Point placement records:
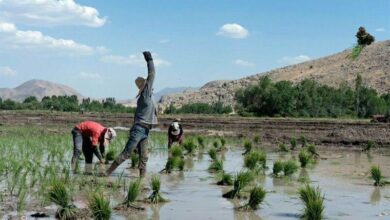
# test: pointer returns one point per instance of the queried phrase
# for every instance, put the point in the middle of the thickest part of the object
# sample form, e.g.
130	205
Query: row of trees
200	108
65	103
310	99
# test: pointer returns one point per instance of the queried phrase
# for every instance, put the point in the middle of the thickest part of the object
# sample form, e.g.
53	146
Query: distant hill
373	64
37	88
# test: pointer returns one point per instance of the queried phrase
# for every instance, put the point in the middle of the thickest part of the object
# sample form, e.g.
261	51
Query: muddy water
343	177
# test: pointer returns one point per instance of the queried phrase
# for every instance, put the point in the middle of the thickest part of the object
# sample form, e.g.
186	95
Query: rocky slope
37	88
373	64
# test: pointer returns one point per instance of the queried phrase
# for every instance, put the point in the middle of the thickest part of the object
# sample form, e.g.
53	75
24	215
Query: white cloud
16	38
86	75
295	60
233	31
164	41
244	63
50	13
134	60
7	71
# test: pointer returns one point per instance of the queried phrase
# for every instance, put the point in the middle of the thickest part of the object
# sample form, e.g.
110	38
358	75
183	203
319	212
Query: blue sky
95	46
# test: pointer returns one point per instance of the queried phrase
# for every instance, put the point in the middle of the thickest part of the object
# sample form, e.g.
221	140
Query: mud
321	131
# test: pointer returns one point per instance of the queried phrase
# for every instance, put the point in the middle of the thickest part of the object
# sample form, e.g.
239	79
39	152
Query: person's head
175	128
109	136
140	82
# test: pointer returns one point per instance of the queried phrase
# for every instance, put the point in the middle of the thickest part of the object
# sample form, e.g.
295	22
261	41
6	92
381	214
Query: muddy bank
272	130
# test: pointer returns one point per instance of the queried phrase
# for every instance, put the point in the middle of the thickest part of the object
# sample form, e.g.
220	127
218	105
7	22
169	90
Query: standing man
144	118
90	138
175	133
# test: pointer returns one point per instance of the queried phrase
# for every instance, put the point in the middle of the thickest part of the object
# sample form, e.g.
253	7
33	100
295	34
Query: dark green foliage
247	147
155	197
176	151
256	197
277	168
289	167
255	160
313	202
100	207
304	158
216	166
110	156
200	108
376	175
189	146
309	99
61	196
282	147
133	192
293	143
134	160
226	179
213	153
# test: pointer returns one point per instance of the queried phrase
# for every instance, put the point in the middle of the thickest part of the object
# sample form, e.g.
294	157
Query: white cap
110	134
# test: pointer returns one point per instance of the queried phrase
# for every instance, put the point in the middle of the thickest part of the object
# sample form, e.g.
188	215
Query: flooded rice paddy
342	175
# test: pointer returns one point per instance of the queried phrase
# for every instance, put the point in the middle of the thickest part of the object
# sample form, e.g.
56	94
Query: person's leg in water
77	148
143	157
88	154
137	133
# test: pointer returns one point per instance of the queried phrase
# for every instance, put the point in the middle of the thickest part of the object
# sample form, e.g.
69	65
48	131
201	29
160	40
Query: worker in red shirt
88	136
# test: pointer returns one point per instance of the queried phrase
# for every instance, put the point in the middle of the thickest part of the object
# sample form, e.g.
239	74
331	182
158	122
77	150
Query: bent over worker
91	138
144	118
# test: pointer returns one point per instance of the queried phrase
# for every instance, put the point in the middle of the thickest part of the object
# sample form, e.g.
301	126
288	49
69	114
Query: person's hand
147	55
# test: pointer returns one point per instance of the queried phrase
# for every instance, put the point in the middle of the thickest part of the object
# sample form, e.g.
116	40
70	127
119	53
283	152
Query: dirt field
272	130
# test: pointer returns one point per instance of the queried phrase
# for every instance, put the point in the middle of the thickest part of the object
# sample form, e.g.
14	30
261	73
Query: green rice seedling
311	148
376	175
289	167
282	147
180	164
369	146
60	196
277	168
100	207
303	140
134	160
216	144
223	142
247	147
110	156
304	158
189	146
313	202
226	179
255	160
216	166
293	143
132	194
213	153
257	140
155	184
256	197
241	180
201	141
176	151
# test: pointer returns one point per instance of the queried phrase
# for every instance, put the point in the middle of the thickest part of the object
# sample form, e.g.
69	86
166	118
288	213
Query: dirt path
321	131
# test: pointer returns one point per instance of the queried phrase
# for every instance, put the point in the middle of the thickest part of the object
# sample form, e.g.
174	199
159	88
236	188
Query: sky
95	46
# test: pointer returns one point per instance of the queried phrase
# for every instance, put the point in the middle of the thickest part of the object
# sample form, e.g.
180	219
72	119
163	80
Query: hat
176	128
110	134
140	82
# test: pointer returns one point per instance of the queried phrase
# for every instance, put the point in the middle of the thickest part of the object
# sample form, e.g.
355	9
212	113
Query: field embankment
272	130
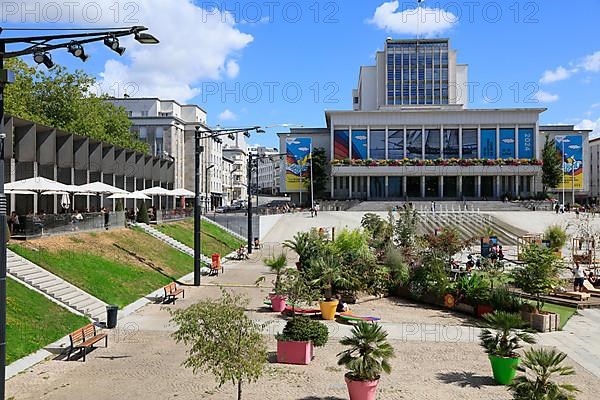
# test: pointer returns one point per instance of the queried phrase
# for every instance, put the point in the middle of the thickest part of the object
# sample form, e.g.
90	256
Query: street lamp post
40	47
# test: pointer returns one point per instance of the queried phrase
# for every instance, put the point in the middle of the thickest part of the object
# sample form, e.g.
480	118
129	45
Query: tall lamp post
40	47
201	134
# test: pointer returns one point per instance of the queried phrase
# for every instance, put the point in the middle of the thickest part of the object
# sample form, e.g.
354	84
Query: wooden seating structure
171	292
85	338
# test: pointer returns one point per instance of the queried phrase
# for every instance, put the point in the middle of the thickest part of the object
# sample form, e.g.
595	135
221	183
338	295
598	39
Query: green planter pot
504	369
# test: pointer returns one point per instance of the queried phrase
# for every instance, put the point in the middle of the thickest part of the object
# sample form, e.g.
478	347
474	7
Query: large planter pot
483	309
328	309
278	303
504	369
362	390
300	353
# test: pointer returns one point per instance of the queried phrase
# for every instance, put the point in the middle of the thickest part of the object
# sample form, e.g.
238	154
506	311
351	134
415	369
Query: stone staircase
55	287
171	242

| WRITTEN EXERCISE |
Reproduce the entries exactly. Do not carry over any picture.

| ANSWER FOR THE TASK |
# test: pointer returns one point per instance of the queried phrase
# for every instance, put the point in the middle of the thickest part of the object
# sample form, e.g.
130	205
Query: row of trees
200	108
65	103
310	99
# test: pointer returns one point per instance of the queried phrase
# for every instance, put the point in the middle of the thickest part of the object
# sample form, e.g.
53	146
Query: distant hill
373	64
37	88
# test: pointer returns one point per instance of the queried phrase
# for every instance, put the point in the middle of the thickest part of the object
# sample form, e.g.
261	51
Query: muddy water
343	177
# test: pointer returns one point per instance of the queried phrase
# for every instance, put the point in the middle of the thickest part of the object
# sample form, e.g.
186	95
Query: rocky slope
37	88
373	64
# test: pointer returns one point per instance of the queried phrase
# for every instance, put the point in the middle of the thickest part of the object
# sample form, e.g.
53	75
24	215
Query: white cloud
16	38
86	75
295	60
233	31
164	41
244	63
50	13
134	60
7	71
# test: pointer returns one point per instance of the queried phrase
# for every instance, put the point in the middle of the thickest part of the object
# sample form, e.g.
110	38
358	75
183	203
319	212
Query: blue sky
95	46
# test: pointer returns one point per instance of the queried phrase
# for every instance, put the point in the middle of the thickest part of the object
# sample form, e.g.
221	140
Query: mud
321	131
# test: pointer returns one point per instance of the queried phrase
# for every instance, put the point in the middle of the thickest part of the object
# sample form, e.g.
239	79
39	152
Query: person's head
175	128
109	136
140	82
# test: pointer returns one point per instance of the queried phrase
# for every instance, put the point in the middle of the thickest part of the object
# sample form, e.g.
295	22
261	41
6	92
381	214
Query: muddy bank
272	130
# test: pointer returns one point per instance of the queried phrase
# for every instance, put the point in the middle of the thickest part of the object
# sample form, e.g.
220	127
218	105
7	22
169	90
Query: standing man
144	118
90	138
175	133
# test: pointer returns one point per instance of the queried phrase
# for every instance, put the point in the middle of the thickest part of the object
# sample form, e.g.
253	7
33	100
295	34
Query: dark green foliage
247	147
155	197
176	151
256	197
277	168
289	167
255	160
313	202
100	207
304	158
216	166
110	156
200	108
376	175
189	146
309	99
61	196
282	147
133	192
293	143
134	160
226	179
213	153
# test: pointer returns one point per instance of the queried phrase
# for every instance, put the point in the middle of the thickest part of the object
# sample form, e.g.
294	157
Query: white cap
110	134
# test: pointer returns one point per instance of the queried phrase
# for every instance, put the point in the middle of the thickest part of the object
# sample form, e.g.
188	215
Query: flooded rice paddy
342	175
# test: pointer returns one point per instance of the queried phrase
# for every instance, put the point in the middle of the thickest part of the object
# sample form, e.g.
56	94
Query: person's leg in water
77	148
143	157
88	154
137	133
# test: pointer returns one point per instance of the queried phrase
# for every instance, put the point in the middle of the thickest part of the object
# sample form, e.g.
69	65
48	131
201	29
160	40
Query: worker in red shirt
88	136
# test: pointer returns one point per instance of the queried phrase
# for every instance, put the point in the middle of the thickest part of the object
# sample form, e.g.
239	74
331	182
158	122
77	150
Query: bent over worker
91	138
144	118
# test: pointer returns one point per instance of the queried phrase
# for every instance, put the point in the middle of the thickest part of the object
# sample form, e.g.
301	126
288	49
69	114
Query: person's hand
147	55
# test: pointer returns one point per instance of the queried phrase
# for every instance, put the point in the middle of the thickest part of the object
# sample form, e.g.
116	40
70	127
119	53
283	152
Query: dirt field
272	130
# test: pointer returns one point per instance of the queried phrase
# for every instance, put the point in the middle of the thickest part of the object
# sample form, e.g.
14	30
261	73
Query: green rice seedling
311	148
376	175
289	167
282	147
180	164
369	146
60	196
277	168
100	207
303	140
134	160
216	144
223	142
247	147
110	156
304	158
189	146
313	202
226	179
255	160
216	166
293	143
132	194
213	153
257	140
155	184
256	197
241	180
201	141
176	151
# test: pointer returns one point per instance of the queried phrase
# for every instance, put the point in the middle of the thickest part of the object
# sample form, e.g.
69	86
166	118
288	213
Query: dirt path
321	131
# test: pointer returns one point per instance of the queried phrase
# for every instance, put the point in the middle of the thickest part of the object
# sample form, e.g.
174	199
159	88
236	188
Query: sky
95	46
# test: pointer returns one point per instance of the queried phrase
# for every instance, put the point in the middle of the thickest part of the object
# sample form, e.g.
180	219
72	119
163	80
Query: hat
176	128
110	134
140	82
# test: pointer returns one point per instance of the queried phrase
# for every instance, put the point in the middle of the thickest part of the object
# sample form, e.g.
355	9
212	113
Query: field embankment
272	130
# test: pointer returns one point per instance of the queried phrase
# for every instance, put the point in the middle of the thickest part of the object
# sample form, e.g.
90	256
Query: street lamp post
40	47
# test: pointer returns one point per instance of the queried phrase
# for every instance, put the point in the middle of the thickest part of the object
# sample form, e.g.
480	118
129	45
Query: tall lamp post
40	47
201	134
# test: pointer returns one point per instance of the queried phrase
# for every instance, put the point in the middle of the thickest part of the object
# sample form, e.g.
354	84
Query: wooden seating structure
171	292
85	338
# test: pointer returns one point per instance of the queried phrase
# for every instance, put the point in the middle of the thickest part of the object
# sample form, e.g.
595	135
221	183
338	295
598	39
Query: green planter pot
504	369
# test: pointer returns one point per instance of the queried phrase
# for every instance, put the point in the middle of the thickest part of the object
# sample form, e.g.
478	347
474	7
Query: large planter pot
483	309
328	309
278	303
504	369
362	390
300	353
# test: pointer returns one point per instance of the queried phrase
# for every instance, put the point in the middle of the thickest part of the object
# sample form, e.g.
238	154
506	311
351	134
415	369
Query: stone staircase
55	287
171	242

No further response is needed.